**The problem**.
Set down every record below exactly as it stands, minus the pictures.
_____
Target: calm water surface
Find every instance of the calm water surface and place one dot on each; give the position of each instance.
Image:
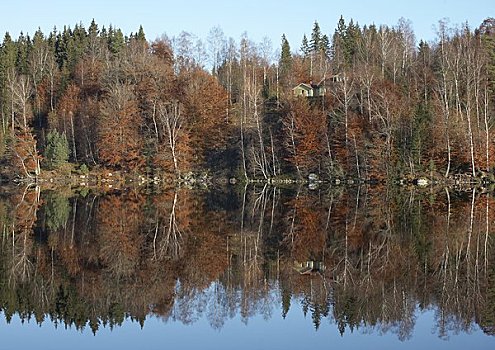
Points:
(254, 268)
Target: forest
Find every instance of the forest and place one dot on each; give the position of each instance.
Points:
(365, 102)
(93, 261)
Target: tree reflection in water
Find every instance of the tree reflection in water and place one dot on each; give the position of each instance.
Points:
(364, 258)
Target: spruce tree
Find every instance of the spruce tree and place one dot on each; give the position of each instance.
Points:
(57, 149)
(305, 46)
(285, 62)
(314, 43)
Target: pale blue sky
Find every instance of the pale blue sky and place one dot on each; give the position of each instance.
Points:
(258, 18)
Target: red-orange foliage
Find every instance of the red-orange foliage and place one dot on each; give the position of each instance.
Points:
(120, 143)
(305, 135)
(205, 101)
(25, 156)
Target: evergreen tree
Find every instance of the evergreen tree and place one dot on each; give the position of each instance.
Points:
(57, 149)
(324, 47)
(140, 34)
(23, 47)
(314, 43)
(285, 62)
(305, 46)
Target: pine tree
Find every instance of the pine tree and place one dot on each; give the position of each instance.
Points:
(57, 149)
(140, 34)
(324, 46)
(285, 62)
(305, 46)
(314, 43)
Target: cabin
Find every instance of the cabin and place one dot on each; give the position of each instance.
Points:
(304, 90)
(317, 90)
(309, 90)
(309, 267)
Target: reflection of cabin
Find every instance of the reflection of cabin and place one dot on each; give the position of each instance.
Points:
(317, 90)
(309, 90)
(309, 267)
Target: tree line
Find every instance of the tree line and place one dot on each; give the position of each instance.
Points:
(386, 107)
(95, 260)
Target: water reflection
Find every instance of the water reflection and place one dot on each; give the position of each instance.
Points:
(364, 258)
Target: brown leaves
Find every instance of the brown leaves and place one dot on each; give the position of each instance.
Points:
(120, 141)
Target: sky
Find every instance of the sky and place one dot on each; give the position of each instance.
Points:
(259, 18)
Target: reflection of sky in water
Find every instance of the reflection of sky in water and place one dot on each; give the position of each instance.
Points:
(293, 332)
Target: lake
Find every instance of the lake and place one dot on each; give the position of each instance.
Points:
(253, 267)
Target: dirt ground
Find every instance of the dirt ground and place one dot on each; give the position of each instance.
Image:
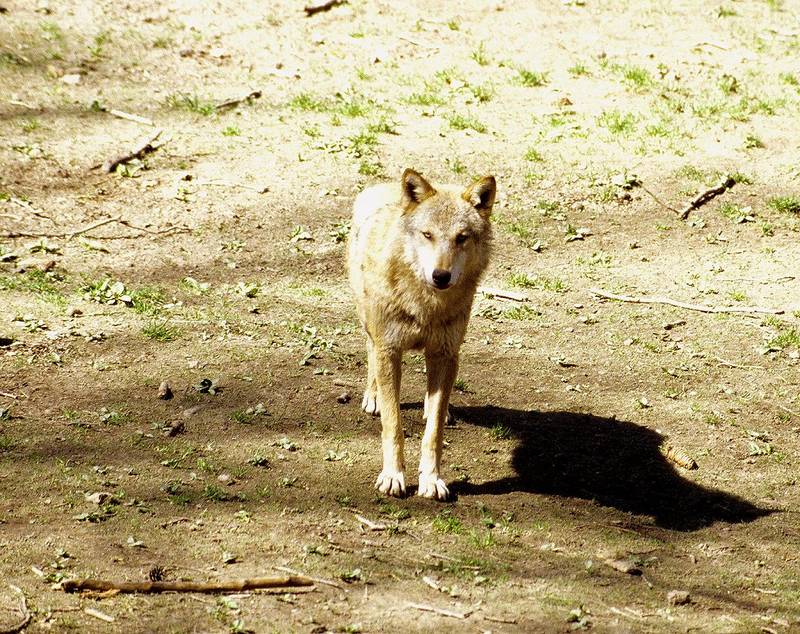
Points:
(215, 263)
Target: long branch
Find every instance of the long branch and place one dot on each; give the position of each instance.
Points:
(147, 587)
(649, 299)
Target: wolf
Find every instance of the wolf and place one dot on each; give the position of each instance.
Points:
(416, 254)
_____
**Reply**.
Target: calm water surface
Find every instance of the calm water surface and place one dot on each; give the position of each instance.
Image:
Points:
(254, 268)
Target: forest
Find every instance of the forest and place one dot on each; give the position of each instance.
Points:
(365, 102)
(93, 261)
Target: tree reflection in water
Find every instance of the tree reflection in water and place one dot on each; give the position of each instance.
Points:
(364, 258)
Target: spruce tree
Find every instance of the spruce tree and place one dot on each; give the position of each instance.
Points:
(57, 149)
(305, 46)
(285, 62)
(314, 43)
Target: pale blue sky
Find every instance of the pale blue sky and place one dot on each; give the position of each instance.
Points:
(258, 18)
Target: red-orange foliage
Find every instance of the red-orange foliage and place one dot on each; give the position of each instance.
Points:
(120, 143)
(305, 135)
(205, 101)
(25, 156)
Target: evergreen tree
Find every instance of the evergreen tree and place one dot on each; give the position of each instance.
Points:
(57, 149)
(324, 47)
(140, 34)
(23, 47)
(314, 43)
(285, 62)
(305, 46)
Target: pine tree
Find every instance of the pine tree and place one dot on each; give the position of each instance.
Points:
(57, 149)
(140, 34)
(324, 46)
(285, 62)
(305, 46)
(314, 43)
Target: cabin
Find every instance of the cabin and place one dot on each; give the position of each instance.
Points:
(304, 90)
(317, 90)
(309, 90)
(309, 267)
Target: reflection of cabin
Find every instance of the reflection of cabin and place one dot on each; give the position of each instance.
Points:
(317, 90)
(309, 90)
(309, 267)
Target: tree line
Find every instance of the tree line and place one dot on each; give the position of each instance.
Points:
(386, 107)
(95, 260)
Target: water reflection
Find every instance of the water reflection and place one dot on each; give the position of each instance.
Points:
(364, 258)
Target: brown leaves
Find every instance of the brown leaves and place one dot on each; give the position of each instance.
Points:
(120, 141)
Target: sky
Find every instance of the sky and place one dot on each; give the position of each instance.
Points:
(259, 18)
Target: reflection of sky in water
Find every instance of the reflection of sky in water and place one dot on each; give the position of each instance.
Points:
(293, 332)
Target: lake
Find every instance of the lake and place one dot on each; give the position of each instance.
Points:
(253, 267)
Target: dirt ground
Find every instance of the dirt ground and place one dot on each; give the position of each instance.
Image:
Points:
(215, 263)
Target: long branch
Find every instance of the long branch and place one dot on each; give the position of each instance.
Points:
(147, 587)
(649, 299)
Target: wolf
Find every instance of the wolf and place one dot on each; give the position of each instance.
Points:
(416, 254)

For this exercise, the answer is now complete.